**Problem details**
If a line in the records below holds the word "wheel", copy it.
⁂
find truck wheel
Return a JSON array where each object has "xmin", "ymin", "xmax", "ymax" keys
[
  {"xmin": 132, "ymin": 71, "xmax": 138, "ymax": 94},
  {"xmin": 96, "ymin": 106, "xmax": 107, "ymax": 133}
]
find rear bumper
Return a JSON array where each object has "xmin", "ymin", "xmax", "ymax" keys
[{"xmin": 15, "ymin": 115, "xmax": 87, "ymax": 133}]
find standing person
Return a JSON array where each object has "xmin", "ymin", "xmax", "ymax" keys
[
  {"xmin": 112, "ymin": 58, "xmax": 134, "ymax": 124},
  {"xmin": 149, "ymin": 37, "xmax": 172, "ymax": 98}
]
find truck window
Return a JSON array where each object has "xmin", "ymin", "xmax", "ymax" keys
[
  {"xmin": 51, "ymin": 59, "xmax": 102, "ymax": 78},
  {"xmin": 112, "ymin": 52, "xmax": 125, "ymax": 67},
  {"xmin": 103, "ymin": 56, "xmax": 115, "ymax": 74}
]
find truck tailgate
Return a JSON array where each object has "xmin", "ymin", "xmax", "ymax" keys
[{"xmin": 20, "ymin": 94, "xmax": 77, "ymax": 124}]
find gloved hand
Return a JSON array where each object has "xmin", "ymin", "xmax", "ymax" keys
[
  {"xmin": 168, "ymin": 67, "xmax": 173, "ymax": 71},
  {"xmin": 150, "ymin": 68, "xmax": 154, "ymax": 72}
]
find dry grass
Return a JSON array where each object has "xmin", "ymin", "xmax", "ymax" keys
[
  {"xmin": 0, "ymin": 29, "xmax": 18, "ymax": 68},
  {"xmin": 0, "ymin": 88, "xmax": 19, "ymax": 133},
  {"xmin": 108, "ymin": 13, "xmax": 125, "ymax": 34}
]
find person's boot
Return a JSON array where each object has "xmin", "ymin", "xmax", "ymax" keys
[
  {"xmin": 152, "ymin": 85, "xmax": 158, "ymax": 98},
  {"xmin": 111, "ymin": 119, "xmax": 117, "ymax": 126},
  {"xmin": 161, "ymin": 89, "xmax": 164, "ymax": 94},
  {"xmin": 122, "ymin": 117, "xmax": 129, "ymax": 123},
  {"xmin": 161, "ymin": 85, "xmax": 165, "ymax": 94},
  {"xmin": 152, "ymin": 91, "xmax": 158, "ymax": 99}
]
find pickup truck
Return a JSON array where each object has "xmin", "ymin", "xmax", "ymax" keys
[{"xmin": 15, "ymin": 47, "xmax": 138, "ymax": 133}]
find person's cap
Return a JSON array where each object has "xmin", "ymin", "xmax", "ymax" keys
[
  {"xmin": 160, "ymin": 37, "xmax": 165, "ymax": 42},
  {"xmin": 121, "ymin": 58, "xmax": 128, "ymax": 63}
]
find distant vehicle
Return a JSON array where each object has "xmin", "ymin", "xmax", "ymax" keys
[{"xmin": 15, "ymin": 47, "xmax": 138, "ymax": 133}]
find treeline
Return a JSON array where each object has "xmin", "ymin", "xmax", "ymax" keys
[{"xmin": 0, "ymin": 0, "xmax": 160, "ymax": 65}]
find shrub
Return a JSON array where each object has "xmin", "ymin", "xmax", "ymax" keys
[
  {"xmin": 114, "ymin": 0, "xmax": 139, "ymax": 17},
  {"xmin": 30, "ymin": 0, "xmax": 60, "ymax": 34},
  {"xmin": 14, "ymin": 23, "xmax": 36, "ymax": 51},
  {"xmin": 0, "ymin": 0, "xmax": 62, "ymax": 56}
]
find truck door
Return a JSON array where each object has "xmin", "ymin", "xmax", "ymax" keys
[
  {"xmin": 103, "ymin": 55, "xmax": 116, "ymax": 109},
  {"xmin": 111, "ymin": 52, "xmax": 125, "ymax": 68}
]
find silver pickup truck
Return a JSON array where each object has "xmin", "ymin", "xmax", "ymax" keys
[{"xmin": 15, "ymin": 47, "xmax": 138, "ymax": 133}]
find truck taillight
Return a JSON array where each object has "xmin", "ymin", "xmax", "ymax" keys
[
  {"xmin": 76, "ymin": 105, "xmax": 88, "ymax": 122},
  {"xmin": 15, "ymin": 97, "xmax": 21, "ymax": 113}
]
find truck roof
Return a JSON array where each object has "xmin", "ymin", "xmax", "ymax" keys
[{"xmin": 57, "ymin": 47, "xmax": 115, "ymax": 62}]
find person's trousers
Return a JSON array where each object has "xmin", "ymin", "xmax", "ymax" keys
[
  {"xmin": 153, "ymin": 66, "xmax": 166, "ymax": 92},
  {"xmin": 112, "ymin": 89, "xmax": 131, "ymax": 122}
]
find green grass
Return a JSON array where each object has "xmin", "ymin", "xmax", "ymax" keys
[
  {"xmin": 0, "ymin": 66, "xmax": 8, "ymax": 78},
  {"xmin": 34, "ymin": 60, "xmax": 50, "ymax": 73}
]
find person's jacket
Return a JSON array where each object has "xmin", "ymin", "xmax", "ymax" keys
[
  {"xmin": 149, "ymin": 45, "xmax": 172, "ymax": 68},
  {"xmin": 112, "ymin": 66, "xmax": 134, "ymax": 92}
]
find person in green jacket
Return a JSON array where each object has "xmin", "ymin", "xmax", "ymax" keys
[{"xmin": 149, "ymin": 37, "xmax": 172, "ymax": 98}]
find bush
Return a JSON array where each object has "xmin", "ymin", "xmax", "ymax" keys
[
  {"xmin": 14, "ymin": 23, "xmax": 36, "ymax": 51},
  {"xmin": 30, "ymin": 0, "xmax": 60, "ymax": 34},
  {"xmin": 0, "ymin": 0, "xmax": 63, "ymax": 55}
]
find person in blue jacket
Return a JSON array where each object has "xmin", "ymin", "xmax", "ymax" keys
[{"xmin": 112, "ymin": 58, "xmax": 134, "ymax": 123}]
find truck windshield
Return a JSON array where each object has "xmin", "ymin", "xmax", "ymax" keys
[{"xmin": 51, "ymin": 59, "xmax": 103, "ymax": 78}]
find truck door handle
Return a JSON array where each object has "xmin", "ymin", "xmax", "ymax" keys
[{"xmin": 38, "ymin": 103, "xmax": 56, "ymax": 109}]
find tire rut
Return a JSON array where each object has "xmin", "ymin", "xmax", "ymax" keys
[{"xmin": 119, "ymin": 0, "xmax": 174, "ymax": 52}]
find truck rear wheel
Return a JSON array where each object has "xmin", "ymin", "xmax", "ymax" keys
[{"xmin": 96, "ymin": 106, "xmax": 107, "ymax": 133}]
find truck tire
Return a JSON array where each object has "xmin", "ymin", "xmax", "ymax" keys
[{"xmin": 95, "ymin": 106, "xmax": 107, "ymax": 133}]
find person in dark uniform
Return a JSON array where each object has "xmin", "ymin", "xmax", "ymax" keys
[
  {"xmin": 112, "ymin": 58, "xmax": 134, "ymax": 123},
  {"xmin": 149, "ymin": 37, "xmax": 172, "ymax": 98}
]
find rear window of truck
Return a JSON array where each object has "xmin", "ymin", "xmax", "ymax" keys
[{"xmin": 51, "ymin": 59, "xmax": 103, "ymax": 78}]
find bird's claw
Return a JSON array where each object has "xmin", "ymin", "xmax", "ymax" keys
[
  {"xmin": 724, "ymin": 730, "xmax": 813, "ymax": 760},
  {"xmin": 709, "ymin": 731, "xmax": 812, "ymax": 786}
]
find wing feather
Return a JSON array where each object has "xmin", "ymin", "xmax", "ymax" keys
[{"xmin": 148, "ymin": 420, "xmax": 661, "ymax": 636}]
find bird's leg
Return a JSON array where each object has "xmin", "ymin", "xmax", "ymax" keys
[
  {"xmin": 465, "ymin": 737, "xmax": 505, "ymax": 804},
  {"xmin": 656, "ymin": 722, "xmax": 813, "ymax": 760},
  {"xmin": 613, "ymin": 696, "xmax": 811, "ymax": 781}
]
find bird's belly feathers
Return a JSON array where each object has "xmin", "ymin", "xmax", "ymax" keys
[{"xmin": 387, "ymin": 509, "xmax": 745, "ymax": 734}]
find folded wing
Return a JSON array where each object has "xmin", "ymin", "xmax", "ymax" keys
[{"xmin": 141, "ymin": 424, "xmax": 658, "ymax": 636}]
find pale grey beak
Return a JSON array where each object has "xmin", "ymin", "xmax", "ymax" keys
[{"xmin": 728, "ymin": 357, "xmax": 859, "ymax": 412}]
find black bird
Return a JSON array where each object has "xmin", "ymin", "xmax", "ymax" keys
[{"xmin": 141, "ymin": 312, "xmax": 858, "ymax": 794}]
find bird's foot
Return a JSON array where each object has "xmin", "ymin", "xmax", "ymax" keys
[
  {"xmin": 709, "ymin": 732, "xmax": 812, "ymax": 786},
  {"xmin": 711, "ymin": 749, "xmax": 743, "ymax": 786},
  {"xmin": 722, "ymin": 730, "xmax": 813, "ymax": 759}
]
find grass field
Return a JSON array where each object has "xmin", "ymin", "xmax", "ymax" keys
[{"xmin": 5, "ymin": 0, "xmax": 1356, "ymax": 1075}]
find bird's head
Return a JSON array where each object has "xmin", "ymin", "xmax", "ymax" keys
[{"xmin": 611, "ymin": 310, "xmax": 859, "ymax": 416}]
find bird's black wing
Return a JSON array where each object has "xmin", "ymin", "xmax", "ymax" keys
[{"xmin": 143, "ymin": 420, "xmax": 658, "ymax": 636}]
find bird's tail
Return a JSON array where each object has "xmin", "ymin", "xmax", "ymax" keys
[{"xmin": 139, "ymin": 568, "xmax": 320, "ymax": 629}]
⁂
**Finished task**
find truck wheel
find truck rear wheel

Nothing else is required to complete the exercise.